§ **Aufgabe 1**: Wem wurde die Kirche laut dem Textabschnitt über die Kirche von Victorbur geweiht?
§ **Aufgabe 2**: Gib aus dem Textabschnitt über die Kirche von Victorbur den Wortlaut unverändert wieder, beginnend bei "Bis 1250 errichteten" und endend bei "Osteel vergleichbar war.".

---------- Textabschnitt ----------

Bis 1250 errichteten dann die Bewohner von Theene, Uthwerdum und Victorbur gemeinsam eine Kirche, welche dem Schutzpatron des Ortes, Victor von Xanten, geweiht wurde. Ursprünglich entsprach sie dem Typ einer einräumigen, langgestreckten romanische Kirchenraumes mit Hochfenster und Flachdecke, wie er zu dieser Zeit in der Region üblich war. Hinzu kam ein wuchtiger, freistehender Kirchturm, der mit denen der Kirchen von Marienhafe und Osteel vergleichbar war.

Bereits um 1300 wurde der Bau im Westen um ein Joch mit einem Fenster sowie im Norden und Süden verlängert und durch ein schmales Zwischenjoch mit dem von der Kirche getrennt stehenden Westturm verbunden. Im 15. Jahrundert wurde die halbrunde Apsis durch einen gotischen Chor ersetzt und ein früheres Gewölbe an der Westseite erneuert[7]. Kurz vor der Reformation gab es fünf Altäre im Kirchenschiff. Sie wurden um 1500 von zwei Priestern und einem Kaplan bedient[7].

1530 hielt die Reformation mit dem Lutherschüler Johann Radiker Einzug in Victorbur und das Gotteshaus wurde Laufe der Jahre zur heutigen evangelischen Kirche umgestaltet.

---------- Erfasste Daten ----------

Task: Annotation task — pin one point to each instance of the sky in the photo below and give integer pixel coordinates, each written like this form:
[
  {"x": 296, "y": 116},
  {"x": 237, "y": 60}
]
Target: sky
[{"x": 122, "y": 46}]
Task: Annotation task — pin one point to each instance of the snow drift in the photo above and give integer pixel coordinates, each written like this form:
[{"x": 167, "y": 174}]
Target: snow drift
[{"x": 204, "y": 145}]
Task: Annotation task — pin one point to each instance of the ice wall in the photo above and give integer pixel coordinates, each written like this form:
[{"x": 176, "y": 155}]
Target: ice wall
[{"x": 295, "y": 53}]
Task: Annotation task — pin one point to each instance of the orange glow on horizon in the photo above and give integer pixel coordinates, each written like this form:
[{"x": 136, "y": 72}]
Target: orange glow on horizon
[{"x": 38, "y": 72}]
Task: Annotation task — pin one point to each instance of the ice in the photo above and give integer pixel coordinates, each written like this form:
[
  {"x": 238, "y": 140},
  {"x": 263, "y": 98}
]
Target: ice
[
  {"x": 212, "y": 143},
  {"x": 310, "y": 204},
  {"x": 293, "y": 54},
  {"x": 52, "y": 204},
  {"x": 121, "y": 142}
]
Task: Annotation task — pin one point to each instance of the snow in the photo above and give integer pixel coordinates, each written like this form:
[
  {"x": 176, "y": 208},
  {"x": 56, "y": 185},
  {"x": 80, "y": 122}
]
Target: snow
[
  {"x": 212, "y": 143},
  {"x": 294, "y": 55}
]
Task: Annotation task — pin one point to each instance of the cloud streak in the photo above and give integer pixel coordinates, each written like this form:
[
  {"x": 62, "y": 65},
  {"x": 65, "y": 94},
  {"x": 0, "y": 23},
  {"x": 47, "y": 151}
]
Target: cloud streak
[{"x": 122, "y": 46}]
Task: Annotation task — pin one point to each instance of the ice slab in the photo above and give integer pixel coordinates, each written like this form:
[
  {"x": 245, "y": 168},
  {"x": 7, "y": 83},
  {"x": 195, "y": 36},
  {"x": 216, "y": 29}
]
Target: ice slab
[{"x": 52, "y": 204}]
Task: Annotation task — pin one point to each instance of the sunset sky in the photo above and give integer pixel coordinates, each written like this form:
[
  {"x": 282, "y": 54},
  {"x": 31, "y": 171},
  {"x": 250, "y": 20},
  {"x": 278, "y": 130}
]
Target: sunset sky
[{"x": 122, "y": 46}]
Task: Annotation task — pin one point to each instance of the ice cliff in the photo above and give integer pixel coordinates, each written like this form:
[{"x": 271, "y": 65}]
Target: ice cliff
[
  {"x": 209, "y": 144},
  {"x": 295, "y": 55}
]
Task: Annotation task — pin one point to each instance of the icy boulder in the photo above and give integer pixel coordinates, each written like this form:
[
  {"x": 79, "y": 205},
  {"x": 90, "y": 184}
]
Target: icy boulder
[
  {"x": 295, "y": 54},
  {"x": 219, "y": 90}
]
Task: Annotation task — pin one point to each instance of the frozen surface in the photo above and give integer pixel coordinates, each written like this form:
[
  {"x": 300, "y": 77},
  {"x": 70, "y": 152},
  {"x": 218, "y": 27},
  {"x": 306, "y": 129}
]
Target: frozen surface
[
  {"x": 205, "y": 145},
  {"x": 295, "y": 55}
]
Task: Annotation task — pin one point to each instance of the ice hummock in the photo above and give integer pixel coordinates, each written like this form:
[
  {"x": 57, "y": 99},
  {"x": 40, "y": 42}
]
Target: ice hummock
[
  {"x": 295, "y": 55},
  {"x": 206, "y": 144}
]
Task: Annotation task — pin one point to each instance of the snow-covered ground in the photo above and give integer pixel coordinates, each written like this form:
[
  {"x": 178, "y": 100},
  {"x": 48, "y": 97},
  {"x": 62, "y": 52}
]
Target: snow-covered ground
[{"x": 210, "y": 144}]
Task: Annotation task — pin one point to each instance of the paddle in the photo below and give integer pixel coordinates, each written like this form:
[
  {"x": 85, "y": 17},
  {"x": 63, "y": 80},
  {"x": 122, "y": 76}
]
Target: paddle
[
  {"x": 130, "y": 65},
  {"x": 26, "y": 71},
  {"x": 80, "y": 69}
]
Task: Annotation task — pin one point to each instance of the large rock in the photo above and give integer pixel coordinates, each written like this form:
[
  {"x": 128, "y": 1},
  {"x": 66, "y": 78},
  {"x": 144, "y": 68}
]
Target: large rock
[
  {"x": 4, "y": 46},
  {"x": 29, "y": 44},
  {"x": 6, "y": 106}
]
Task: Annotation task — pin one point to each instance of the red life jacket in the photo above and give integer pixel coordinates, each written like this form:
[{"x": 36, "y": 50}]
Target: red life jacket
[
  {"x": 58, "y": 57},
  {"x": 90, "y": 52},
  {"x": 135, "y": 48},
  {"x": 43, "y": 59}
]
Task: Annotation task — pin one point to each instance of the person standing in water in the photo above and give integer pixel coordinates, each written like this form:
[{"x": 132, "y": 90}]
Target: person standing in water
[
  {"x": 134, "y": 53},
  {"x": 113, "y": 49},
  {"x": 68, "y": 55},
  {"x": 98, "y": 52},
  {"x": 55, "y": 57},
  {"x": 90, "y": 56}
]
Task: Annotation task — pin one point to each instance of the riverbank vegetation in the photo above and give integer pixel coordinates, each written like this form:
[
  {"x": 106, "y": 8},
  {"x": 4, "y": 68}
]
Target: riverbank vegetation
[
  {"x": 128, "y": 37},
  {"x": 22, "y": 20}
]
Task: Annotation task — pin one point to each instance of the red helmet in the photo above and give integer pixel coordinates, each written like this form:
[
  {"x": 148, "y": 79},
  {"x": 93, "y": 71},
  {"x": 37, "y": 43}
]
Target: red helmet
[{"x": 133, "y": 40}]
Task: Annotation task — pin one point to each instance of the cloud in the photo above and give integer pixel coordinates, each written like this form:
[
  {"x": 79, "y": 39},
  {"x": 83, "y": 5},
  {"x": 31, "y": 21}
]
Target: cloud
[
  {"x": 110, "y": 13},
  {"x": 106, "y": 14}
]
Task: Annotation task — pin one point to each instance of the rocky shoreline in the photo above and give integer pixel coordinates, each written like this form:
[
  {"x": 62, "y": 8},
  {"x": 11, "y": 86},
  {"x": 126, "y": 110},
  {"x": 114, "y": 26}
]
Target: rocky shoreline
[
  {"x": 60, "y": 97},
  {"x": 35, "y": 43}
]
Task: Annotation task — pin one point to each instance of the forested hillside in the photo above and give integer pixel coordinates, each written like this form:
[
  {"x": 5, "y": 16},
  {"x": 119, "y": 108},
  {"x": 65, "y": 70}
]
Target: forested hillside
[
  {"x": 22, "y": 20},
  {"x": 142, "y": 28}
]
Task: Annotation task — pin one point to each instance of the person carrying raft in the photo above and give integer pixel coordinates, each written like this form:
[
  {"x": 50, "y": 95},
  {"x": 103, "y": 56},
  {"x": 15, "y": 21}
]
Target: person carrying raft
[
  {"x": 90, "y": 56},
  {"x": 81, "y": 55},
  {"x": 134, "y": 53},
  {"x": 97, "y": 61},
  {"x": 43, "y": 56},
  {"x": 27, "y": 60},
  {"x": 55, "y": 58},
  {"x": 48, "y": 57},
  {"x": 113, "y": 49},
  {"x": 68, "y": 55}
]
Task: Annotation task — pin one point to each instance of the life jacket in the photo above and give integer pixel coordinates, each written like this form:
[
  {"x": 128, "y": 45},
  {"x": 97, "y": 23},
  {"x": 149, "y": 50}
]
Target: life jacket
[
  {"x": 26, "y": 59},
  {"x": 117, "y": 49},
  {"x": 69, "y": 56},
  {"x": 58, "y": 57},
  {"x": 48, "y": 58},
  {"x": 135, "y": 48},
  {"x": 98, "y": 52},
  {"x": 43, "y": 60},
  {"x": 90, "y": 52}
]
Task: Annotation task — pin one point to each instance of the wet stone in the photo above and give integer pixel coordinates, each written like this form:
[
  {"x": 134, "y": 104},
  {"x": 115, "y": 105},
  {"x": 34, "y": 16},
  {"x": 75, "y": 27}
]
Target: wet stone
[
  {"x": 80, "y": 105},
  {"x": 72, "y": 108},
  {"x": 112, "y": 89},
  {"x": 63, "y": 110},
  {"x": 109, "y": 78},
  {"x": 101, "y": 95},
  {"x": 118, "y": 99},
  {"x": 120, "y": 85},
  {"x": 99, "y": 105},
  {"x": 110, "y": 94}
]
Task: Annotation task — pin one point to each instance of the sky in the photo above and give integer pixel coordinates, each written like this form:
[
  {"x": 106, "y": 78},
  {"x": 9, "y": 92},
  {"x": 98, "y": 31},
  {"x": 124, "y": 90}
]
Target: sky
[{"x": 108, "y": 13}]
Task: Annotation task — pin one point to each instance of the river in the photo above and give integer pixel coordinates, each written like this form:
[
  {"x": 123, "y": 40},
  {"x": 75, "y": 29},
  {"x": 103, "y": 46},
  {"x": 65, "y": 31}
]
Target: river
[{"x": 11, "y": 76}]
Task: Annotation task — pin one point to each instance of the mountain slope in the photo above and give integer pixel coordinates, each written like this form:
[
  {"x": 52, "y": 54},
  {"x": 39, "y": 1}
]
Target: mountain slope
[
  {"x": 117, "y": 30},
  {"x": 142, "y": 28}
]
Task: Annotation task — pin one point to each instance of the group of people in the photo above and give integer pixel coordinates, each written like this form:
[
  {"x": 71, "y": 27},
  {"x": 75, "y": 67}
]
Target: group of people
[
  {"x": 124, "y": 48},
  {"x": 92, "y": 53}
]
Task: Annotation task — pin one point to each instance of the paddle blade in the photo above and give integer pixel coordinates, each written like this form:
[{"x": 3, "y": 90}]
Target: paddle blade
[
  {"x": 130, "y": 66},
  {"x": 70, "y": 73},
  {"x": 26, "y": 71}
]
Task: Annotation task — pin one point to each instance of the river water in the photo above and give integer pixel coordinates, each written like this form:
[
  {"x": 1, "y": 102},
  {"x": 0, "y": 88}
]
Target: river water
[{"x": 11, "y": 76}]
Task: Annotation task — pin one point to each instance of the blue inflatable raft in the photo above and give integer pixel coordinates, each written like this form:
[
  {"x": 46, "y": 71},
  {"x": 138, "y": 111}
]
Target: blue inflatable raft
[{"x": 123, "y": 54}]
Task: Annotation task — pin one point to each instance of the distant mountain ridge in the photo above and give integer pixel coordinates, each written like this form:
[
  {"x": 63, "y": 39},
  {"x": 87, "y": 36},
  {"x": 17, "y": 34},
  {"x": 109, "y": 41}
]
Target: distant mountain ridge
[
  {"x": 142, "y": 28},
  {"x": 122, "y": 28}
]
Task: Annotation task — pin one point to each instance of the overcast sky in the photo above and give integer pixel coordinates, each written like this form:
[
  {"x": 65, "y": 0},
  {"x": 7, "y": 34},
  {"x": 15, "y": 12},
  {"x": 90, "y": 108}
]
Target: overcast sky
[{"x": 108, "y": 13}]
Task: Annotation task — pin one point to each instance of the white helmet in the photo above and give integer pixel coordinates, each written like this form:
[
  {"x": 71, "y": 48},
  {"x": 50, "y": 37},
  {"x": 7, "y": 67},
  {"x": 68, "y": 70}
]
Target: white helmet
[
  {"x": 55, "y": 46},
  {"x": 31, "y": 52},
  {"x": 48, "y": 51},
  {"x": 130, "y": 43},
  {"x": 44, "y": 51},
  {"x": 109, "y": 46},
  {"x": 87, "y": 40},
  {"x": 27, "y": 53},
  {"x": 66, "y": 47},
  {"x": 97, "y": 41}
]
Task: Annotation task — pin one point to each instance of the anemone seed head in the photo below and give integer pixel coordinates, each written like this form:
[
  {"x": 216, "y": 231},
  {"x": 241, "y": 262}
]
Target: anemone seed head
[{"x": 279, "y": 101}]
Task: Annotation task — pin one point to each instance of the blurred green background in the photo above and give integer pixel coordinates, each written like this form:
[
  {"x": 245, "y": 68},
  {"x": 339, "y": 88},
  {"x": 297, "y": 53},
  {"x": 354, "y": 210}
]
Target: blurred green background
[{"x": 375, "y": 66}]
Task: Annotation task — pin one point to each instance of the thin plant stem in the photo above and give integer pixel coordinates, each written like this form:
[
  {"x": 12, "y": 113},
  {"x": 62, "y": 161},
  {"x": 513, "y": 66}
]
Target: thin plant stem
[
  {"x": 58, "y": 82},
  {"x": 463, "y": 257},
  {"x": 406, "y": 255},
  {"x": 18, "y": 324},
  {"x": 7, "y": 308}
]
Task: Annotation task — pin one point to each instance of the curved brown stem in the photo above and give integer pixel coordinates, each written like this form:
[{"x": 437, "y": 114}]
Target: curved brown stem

----------

§ **Ergebnis 1**: Sie wurde Victor von Xanten geweiht, dem Schutzpatron des Ortes.

§ **Ergebnis 2**:
Bis 1250 errichteten dann die Bewohner von Theene, Uthwerdum und Victorbur gemeinsam eine Kirche, welche dem Schutzpatron des Ortes, Victor von Xanten, geweiht wurde. Ursprünglich entsprach sie dem Typ einer einräumigen, langgestreckten romanische Kirchenraumes mit Hochfenster und Flachdecke, wie er zu dieser Zeit in der Region üblich war. Hinzu kam ein wuchtiger, freistehender Kirchturm, der mit denen der Kirchen von Marienhafe und Osteel vergleichbar war.